● **Instructions**:
**1)** In the article on hospital visitor bans, how many people were in hospital in the UK with Covid-19 as of January 4?
**2)** Please continue the article on hospital visitor bans, picking up after its final sentence.

● **Provided text**:

Hospitals bar visitors as NHS battles highest number of patients since February
UK hospitals have started barring visitors in a desperate bid to slow the spread of Covid-19.
The NHS is under huge strain from the Omicron surge – with Prime Minister Boris Johnson admitting last night that the health service is on a ‘war footing’.
Calderdale and Huddersfield NHS Foundation Trust and Leeds Teaching Hospitals NHS Trust are among those to stop visitors in all but the most extreme cases in their hospitals.
Similar decisions, now being taken by various local NHS chiefs, aim to reduce infection rates among staff and patients, with care already being compromised in certain parts of the country.
The number of people in hospital with coronavirus is now at its highest since February last year, according to the latest figures, while more than 20 NHS trusts have declared critical incidents.
That pressure has resulted in various others trusts across the country, including in York, Sheffield, Doncaster and Rotherham, banning almost all visitors in recent days.
It means some family and friends will now only be able to contact sick loved ones by video link, phone calls or by writing letters.
A total of 17,276 people were in hospital in the UK with Covid-19 as of January 4, Government figures show, up 59% week-on-week.
During the second wave of coronavirus, the numbers in hospital peaked at 39,254 on January 18 2021.
There were 2,258 Covid-19 hospital admissions on December 28, the latest UK-wide figure available, up 83% week on week and the highest number since February 3.
Admissions during the second wave peaked at 4,583 on January 12 2021.
In the Commons on Wednesday, the Prime Minister said hospital admissions were ‘doubling around every nine days’ – but he has repeatedly refused to introduce a new Covid crackdown.
Mr Johnson says the majority of those seriously ill in hospital have not been vaccinated.

(Referring expression grounding data)
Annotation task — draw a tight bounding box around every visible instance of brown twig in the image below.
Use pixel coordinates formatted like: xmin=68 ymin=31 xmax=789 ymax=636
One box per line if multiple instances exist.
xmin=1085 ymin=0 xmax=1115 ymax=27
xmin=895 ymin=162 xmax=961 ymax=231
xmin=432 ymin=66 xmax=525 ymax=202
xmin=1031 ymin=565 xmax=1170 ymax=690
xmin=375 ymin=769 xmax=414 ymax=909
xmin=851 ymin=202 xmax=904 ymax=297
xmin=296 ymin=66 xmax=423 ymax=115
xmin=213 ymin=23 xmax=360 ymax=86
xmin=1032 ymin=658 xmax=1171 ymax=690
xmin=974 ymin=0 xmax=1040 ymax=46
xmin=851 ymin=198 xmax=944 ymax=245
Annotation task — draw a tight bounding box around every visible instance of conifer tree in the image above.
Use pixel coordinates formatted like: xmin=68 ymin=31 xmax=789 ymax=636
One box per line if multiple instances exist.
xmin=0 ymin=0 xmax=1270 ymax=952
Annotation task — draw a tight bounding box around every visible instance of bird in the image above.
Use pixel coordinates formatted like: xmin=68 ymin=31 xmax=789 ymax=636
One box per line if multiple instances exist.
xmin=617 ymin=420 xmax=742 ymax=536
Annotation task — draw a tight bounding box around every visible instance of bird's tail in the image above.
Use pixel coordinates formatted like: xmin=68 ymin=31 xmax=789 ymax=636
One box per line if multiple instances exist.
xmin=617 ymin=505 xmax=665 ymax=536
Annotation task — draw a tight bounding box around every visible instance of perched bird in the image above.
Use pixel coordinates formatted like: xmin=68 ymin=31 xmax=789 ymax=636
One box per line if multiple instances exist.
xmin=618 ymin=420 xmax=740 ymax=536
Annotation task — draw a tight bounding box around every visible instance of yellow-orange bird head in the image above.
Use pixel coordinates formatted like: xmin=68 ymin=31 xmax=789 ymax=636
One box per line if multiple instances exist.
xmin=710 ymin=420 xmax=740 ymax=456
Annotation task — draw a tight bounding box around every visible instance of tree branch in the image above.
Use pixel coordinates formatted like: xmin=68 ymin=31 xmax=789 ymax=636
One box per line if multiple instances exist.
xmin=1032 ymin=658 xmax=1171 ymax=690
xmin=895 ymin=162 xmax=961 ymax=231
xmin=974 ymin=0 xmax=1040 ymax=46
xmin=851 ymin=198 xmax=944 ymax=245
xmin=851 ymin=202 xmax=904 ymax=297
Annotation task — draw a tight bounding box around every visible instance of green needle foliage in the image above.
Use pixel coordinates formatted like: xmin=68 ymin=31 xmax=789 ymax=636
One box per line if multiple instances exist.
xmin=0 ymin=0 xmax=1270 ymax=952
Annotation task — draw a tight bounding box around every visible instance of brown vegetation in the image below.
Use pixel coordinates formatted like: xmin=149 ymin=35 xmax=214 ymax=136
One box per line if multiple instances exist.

● **Task-by-task results**:
**1)** 17,276 people

**2)**
Care and resources are being given to them at a time when the health service normally comes under significant strain from seasonal winter pressures.
But coupled with Omicron-fuelled sickness and absence that has left the health service ‘stretched like never before’, according to Chris Hopson, the chief executive of NHS Providers.
The University Hospitals Bristol and Weston NHS Foundation Trust and the North Bristol NHS Trust, which run hospitals including the Bristol Royal Infirmary, the Bristol Royal Hospital for Children and Southmead, said they were at their ‘highest state of alert’.
The North East Ambulance Service (NEAS) said it asked patients with ‘potentially non-life-threatening’ calls to be taken to hospital by a relative if an ambulance was delayed over the bank holiday weekend.
Morecambe Bay NHS Trust and Blackpool Teaching Hospitals NHS Trust were also among those declaring critical incidents.
The Prime Minister’s official spokesperson said: ‘I think my understanding on critical incidents, obviously the numbers do vary… it’s worth understanding that critical incidents can last, in some certain circumstances, a matter of hours, a morning or afternoon, a day, some of them can last longer than that.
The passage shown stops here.